What you have to do>
The lines to be set down run from the line containing "Each instance receives a single keypoint. Tag the hazy" through the final line of the data below; print them exactly and print nothing else.

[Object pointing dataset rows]
··········

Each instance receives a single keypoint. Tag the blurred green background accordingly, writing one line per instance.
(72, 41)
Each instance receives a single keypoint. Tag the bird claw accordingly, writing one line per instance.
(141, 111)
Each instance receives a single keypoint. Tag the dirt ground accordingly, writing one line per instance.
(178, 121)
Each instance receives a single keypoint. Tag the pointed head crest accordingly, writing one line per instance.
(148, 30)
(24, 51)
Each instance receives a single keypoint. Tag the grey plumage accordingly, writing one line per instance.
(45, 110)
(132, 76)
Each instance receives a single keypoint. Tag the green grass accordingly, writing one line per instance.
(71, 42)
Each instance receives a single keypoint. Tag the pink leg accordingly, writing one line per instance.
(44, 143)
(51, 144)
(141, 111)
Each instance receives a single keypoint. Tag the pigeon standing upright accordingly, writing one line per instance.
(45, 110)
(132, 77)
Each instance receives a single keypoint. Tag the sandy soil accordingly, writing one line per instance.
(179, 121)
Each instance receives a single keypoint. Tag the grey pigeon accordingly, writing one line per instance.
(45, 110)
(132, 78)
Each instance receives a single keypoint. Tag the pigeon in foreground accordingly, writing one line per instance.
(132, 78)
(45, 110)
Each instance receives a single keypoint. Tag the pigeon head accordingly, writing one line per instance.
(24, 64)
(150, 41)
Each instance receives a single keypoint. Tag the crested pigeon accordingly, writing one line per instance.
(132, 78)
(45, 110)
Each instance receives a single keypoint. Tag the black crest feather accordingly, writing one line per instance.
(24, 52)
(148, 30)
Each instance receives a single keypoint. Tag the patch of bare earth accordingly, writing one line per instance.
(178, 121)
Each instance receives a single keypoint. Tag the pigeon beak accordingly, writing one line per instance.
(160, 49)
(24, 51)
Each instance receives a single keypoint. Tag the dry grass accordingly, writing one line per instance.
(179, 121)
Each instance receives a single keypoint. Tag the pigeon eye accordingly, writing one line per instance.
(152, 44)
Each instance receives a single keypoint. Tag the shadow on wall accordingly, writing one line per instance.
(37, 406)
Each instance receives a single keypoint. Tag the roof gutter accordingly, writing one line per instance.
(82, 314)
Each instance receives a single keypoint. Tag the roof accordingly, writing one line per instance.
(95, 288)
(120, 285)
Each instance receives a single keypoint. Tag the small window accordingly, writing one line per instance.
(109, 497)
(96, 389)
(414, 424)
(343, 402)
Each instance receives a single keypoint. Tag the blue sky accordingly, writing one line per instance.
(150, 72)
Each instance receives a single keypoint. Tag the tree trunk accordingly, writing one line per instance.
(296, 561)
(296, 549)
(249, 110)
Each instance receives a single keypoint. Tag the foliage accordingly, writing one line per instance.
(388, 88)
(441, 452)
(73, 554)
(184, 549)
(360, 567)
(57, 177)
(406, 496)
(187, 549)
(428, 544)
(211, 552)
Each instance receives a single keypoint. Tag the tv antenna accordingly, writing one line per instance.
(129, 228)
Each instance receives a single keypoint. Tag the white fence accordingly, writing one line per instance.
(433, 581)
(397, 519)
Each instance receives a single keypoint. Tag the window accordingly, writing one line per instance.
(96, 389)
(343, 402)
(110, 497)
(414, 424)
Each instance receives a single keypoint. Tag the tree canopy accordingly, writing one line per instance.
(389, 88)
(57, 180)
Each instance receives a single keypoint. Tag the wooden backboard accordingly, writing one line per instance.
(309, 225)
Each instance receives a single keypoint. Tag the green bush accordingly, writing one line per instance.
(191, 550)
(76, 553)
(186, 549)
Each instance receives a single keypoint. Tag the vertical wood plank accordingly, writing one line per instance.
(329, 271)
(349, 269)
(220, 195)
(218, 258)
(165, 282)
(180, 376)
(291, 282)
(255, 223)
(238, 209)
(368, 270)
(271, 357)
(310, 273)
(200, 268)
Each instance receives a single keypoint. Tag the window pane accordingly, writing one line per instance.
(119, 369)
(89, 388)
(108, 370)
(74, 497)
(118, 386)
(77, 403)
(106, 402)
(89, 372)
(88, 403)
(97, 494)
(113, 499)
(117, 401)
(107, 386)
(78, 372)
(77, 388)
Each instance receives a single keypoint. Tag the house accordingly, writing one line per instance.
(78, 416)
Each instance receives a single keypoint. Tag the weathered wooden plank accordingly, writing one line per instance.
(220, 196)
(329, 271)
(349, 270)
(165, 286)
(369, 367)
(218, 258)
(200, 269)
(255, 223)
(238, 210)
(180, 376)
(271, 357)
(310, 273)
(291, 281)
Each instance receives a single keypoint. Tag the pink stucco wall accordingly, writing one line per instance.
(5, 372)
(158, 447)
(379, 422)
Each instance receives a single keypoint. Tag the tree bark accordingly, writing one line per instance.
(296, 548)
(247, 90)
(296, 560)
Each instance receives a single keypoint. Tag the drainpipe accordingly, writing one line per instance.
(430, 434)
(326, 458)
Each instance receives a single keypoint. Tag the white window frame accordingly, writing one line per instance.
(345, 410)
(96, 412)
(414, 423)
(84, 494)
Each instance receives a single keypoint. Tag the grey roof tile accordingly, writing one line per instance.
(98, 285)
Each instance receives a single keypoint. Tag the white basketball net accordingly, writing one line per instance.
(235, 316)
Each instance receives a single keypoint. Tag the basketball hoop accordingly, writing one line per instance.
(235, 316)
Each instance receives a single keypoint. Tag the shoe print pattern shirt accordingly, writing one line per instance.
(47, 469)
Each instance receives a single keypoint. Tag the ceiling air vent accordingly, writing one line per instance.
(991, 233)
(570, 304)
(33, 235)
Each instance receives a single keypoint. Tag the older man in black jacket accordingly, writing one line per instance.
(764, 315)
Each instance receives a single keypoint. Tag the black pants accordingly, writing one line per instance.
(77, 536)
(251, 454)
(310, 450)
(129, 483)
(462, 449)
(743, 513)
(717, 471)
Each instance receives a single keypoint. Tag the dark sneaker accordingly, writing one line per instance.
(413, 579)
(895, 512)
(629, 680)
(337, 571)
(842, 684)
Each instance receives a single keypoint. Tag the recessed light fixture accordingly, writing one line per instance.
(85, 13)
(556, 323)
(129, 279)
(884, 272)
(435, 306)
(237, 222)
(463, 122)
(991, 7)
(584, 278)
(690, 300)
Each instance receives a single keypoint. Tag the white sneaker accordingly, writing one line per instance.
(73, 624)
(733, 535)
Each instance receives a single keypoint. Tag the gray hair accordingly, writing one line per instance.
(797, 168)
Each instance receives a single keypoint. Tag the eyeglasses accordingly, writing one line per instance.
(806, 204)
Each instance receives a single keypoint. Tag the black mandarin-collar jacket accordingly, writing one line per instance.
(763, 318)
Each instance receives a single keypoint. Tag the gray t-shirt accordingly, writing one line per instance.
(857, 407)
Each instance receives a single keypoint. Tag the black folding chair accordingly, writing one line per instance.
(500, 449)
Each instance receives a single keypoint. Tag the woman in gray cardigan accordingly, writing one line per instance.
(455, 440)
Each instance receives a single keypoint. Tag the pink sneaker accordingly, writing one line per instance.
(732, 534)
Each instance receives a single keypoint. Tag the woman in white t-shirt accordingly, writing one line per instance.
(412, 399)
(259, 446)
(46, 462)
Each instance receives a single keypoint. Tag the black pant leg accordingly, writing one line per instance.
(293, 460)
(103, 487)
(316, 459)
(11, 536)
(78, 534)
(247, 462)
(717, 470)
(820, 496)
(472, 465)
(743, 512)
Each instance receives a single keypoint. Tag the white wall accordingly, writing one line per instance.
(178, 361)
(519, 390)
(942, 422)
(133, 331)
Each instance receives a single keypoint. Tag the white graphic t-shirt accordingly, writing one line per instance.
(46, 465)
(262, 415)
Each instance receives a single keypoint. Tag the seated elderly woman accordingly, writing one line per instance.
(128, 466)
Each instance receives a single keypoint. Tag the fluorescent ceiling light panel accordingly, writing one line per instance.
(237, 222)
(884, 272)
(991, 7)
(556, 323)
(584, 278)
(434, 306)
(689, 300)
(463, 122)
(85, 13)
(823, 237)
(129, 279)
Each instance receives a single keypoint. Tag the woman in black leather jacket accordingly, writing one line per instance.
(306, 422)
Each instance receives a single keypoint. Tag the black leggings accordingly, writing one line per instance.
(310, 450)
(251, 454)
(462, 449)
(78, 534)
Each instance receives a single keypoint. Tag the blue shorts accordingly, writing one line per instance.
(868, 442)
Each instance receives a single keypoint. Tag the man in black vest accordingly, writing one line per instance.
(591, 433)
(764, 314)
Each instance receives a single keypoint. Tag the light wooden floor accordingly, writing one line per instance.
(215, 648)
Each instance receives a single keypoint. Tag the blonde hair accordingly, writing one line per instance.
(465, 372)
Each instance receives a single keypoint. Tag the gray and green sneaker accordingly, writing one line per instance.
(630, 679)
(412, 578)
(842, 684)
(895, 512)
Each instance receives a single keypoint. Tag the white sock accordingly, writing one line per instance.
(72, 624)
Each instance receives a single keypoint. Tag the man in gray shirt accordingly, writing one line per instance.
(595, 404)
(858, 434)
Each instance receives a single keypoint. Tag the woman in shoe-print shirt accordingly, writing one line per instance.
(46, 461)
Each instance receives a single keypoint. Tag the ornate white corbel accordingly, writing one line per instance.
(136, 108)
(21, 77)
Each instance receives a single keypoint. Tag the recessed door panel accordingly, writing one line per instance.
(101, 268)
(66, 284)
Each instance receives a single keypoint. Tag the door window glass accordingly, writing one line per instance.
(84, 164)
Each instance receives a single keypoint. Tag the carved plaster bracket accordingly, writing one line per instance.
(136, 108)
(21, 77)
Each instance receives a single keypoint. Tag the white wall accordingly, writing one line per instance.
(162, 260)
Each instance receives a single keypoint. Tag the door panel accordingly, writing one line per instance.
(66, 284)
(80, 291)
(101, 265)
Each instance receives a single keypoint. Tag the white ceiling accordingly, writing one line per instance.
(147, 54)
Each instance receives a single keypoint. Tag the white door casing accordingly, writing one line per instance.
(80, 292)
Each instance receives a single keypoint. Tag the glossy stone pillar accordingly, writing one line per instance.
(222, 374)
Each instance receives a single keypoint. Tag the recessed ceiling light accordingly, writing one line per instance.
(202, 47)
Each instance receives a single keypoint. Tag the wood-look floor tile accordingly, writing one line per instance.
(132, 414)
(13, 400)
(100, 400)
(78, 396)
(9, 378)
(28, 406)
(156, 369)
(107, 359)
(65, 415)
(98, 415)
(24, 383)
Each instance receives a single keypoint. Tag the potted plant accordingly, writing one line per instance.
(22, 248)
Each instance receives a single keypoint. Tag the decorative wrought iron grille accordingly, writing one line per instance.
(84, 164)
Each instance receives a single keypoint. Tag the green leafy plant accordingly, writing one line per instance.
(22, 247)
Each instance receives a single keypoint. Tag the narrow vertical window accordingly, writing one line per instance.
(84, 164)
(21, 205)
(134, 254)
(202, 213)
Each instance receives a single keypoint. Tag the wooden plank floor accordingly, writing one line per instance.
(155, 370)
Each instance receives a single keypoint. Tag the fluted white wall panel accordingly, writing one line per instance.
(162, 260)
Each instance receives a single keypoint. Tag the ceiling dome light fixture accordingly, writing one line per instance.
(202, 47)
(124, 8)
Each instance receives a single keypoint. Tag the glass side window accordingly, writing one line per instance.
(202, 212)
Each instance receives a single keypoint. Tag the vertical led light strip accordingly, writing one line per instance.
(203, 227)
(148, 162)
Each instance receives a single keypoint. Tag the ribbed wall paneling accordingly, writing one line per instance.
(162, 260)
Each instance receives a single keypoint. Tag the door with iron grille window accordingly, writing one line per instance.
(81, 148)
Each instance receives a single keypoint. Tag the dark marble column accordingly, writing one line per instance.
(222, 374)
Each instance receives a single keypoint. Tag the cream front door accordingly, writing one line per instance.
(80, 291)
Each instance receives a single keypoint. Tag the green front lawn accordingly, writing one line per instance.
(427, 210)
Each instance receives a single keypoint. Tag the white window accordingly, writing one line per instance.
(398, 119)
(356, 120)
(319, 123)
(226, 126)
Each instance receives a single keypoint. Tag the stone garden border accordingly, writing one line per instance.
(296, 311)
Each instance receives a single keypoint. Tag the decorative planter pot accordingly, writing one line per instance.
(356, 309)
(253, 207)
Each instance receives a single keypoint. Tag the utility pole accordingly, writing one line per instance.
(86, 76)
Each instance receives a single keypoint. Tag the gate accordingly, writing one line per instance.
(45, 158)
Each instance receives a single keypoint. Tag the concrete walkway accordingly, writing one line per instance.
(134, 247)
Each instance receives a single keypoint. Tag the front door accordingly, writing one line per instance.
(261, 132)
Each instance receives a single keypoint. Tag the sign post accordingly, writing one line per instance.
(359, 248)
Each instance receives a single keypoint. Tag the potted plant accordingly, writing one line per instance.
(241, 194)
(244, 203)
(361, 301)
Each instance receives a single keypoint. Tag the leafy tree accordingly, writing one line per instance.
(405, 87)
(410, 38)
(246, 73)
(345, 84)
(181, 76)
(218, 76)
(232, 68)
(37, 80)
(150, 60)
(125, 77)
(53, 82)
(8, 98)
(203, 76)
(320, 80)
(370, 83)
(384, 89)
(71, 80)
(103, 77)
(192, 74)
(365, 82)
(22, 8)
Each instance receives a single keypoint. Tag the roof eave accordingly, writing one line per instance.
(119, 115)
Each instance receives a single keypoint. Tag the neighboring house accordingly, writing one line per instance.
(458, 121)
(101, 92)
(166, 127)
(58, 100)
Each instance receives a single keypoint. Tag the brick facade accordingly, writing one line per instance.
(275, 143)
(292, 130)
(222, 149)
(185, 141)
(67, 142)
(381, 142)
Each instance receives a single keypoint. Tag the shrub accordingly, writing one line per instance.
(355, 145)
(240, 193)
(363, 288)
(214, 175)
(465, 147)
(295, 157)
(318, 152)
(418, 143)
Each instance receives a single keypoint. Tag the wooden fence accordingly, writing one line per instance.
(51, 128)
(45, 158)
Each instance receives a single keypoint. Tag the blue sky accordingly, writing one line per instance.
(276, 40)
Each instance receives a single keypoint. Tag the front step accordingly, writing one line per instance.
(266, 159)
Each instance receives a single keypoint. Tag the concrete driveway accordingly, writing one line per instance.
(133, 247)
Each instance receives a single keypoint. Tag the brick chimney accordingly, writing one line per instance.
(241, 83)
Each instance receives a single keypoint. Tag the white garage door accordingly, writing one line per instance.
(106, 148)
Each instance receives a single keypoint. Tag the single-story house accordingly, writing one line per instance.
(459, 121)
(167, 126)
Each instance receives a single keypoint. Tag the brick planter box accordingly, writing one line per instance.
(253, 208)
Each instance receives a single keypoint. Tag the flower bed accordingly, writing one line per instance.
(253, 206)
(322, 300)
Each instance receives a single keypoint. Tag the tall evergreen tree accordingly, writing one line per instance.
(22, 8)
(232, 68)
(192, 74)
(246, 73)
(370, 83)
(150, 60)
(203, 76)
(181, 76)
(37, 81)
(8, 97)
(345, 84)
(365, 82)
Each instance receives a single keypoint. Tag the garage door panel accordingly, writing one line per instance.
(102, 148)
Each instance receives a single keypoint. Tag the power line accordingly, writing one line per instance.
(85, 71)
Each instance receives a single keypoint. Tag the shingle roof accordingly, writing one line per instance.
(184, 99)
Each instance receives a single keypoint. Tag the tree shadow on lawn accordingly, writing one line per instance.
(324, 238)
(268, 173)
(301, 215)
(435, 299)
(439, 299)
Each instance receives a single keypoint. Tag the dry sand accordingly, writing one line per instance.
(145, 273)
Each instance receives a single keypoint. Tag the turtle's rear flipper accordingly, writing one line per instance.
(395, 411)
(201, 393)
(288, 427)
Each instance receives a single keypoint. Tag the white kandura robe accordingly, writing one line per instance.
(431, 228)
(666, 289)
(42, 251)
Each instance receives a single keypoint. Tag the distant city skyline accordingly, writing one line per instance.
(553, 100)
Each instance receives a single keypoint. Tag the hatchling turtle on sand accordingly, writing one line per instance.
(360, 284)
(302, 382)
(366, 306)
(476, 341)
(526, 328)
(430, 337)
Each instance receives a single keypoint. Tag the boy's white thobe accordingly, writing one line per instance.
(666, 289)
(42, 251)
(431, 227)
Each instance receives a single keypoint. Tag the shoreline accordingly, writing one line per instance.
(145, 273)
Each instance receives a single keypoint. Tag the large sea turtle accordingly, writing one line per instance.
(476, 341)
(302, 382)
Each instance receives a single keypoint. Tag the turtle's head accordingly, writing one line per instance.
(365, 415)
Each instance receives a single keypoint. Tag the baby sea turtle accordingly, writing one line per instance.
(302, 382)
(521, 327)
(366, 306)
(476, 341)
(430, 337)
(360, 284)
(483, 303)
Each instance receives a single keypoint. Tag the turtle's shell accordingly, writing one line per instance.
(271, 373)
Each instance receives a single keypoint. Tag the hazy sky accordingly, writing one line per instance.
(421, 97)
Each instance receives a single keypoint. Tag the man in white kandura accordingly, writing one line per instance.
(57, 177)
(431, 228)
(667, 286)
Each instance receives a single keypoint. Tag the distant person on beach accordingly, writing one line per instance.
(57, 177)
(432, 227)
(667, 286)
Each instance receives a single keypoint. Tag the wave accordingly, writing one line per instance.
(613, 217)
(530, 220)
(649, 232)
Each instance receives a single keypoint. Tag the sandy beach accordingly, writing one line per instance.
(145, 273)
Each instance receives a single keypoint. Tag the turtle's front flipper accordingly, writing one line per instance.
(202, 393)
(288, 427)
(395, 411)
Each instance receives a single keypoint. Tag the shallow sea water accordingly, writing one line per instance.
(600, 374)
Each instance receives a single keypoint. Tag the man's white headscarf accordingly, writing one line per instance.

··········

Exercise response>
Each instance receives a single keypoint. Tag the hazy sky accordingly, writing one line per instance.
(421, 97)
Each instance receives a single keypoint. Tag the man in white kandura accordingly, writing one line per instance.
(57, 177)
(431, 228)
(667, 286)
Each instance receives a single keypoint. Tag the distant person on beach accordingly, writing one line per instance.
(57, 177)
(432, 227)
(667, 286)
Each instance receives a single keypoint. Tag the wave accordingly, writing one line per instance.
(613, 217)
(530, 220)
(649, 232)
Each instance receives a single keypoint. Tag the sandy beach accordingly, writing one line per instance.
(145, 273)
Each instance receives a single keypoint. Tag the turtle's front flipper accordingly, writing one line per instance.
(202, 393)
(288, 427)
(395, 411)
Each instance receives a single keypoint. Tag the shallow sea water accordingly, writing one line per instance.
(600, 374)
Each instance receives a single keypoint. Tag the man's white headscarf accordingly, writing one line per instance.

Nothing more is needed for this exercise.